# [To do]
Reproduce the file organizer overview below verbatim, starting with "Pydantic Validation The" and going on through "on subsequent runs.".

BEGIN Passage provided

Unified Rules Engine A single, consistent rule model handles both files and folders. Rules control matching, destination, handling strategy, and lifecycle — all in one place.
Three Handling Strategies move relocates items, process_contents extracts files from folders, and ignore skips items entirely.
Flexible Pattern Matching Match items by file extension, regex pattern, or glob pattern. Rules are evaluated in declaration order — the first match wins.
Per-Rule Lifecycle Policies Configure automatic cleanup (trash or delete) with custom retention periods on each rule. Disable lifecycle to keep items forever.
Pydantic Validation The entire configuration file is validated at startup using Pydantic v2. Misconfigured settings fail fast with clear error messages.
Desktop Notifications Receive native OS notifications when files are organized or cleaned up via Plyer.
Audit Registry Every moved item with an active lifecycle is tracked in an internal registry (orderedFiles). The auditor uses this registry to enforce retention policies on subsequent runs.
Repository Pattern All data access is abstracted behind repository interfaces, making it straightforward to swap JSON persistence for SQLite or any other backend.

Architecture

On each execution, the application loads the configuration, then processes every zone through a three-stage pipeline:

main.py
  │
  ├─ load_config()            → Parses and validates data/settings.json via Pydantic
  │
  └─ For each Zone:
       │
       ├─ 1. DirectoryCreator → Ensures all destination folders declared in rules exist
       │
       ├─ 2. Auditor          → Checks the registry against lifecycle policies
       │                        ├─ Removes expired items (trash or permanent delete)
       │                        ├─ Cleans up stale registry entries (files no longer on disk)
       │                        └─ Registers untracked items found in destination folders
       │
       └─ 3. FileSorter       → Scans the source directory
                                 ├─ Matches each item against rules (first-match wins)
                                 ├─ Applies the handling strategy (move / process_contents / ignore)
                                 ├─ Tracks moved items in the registry (if lifecycle is enabled)

END Passage provided
BEGIN Provided data

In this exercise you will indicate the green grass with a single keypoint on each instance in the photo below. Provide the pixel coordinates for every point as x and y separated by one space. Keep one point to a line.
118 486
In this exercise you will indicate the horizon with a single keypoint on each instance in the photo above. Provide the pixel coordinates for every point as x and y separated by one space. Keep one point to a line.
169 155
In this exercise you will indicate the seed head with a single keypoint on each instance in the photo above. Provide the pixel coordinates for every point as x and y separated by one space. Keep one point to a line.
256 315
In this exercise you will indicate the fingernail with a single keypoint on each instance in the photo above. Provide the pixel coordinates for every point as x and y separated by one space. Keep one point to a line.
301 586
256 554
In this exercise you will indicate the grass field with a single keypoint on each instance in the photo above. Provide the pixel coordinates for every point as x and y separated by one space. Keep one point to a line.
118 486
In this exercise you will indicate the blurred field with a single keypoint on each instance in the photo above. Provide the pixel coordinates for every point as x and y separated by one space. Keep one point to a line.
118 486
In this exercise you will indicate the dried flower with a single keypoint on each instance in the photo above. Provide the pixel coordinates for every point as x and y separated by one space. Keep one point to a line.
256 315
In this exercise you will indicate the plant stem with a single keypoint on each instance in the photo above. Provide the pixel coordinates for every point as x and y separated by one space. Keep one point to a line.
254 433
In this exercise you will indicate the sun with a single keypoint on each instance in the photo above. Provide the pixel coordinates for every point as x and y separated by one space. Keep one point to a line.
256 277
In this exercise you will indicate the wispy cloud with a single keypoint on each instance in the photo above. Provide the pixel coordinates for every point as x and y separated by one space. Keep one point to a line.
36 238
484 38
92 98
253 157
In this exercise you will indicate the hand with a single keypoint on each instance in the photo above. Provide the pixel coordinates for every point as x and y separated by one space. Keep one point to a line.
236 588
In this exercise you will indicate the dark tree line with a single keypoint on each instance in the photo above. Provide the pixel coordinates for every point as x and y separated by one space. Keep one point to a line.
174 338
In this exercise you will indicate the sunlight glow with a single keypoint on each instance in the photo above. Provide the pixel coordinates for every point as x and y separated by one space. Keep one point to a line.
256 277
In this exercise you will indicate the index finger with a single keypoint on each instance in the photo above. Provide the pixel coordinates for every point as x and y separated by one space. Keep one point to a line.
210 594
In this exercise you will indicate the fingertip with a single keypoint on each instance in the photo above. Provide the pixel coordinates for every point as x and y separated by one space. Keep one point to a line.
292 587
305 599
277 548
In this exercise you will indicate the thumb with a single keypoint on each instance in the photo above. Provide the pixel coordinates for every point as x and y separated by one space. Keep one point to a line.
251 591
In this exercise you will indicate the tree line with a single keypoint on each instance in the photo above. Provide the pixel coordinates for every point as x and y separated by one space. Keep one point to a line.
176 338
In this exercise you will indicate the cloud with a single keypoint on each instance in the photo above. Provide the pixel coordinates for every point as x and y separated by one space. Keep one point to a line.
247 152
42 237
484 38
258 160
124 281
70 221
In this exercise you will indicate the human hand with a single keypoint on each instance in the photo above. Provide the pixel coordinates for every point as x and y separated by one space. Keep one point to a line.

END Provided data

# [Response below]
Pydantic Validation The entire configuration file is validated at startup using Pydantic v2. Misconfigured settings fail fast with clear error messages.
Desktop Notifications Receive native OS notifications when files are organized or cleaned up via Plyer.
Audit Registry Every moved item with an active lifecycle is tracked in an internal registry (orderedFiles). The auditor uses this registry to enforce retention policies on subsequent runs.